Referring expression pointing data

============================================================

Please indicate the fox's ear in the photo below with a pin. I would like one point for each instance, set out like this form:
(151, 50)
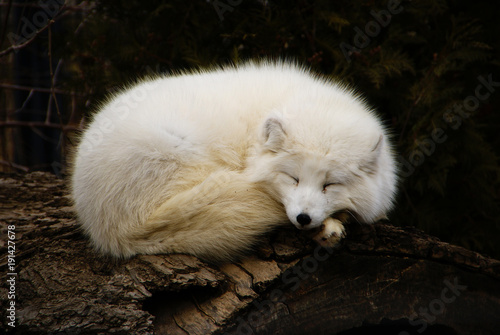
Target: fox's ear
(274, 134)
(370, 164)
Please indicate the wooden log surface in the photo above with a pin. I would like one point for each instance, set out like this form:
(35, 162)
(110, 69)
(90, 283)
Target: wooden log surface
(383, 279)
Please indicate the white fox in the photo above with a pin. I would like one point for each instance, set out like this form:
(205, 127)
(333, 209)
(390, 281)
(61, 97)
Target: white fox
(206, 162)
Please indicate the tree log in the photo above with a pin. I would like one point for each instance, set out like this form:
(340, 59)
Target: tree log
(382, 279)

============================================================

### EXERCISE DESCRIPTION
The required output is the lines from the one holding "Please indicate the wooden" through the last line of the entries above, copied exactly.

### ANSWER SECTION
Please indicate the wooden log surface in the photo above with a pin. I would like one point for each instance, set out like this form:
(35, 162)
(110, 69)
(90, 283)
Target: wooden log surface
(383, 279)
Please indicate the white fox in the photo above with a pin. I would like one point for each instance, set out like this form:
(205, 127)
(333, 209)
(390, 281)
(61, 97)
Target: white fox
(206, 162)
Please indicate the tree log in the photo above with a pin. I would like one point for each instance, set out like this form:
(340, 59)
Target: tree log
(382, 279)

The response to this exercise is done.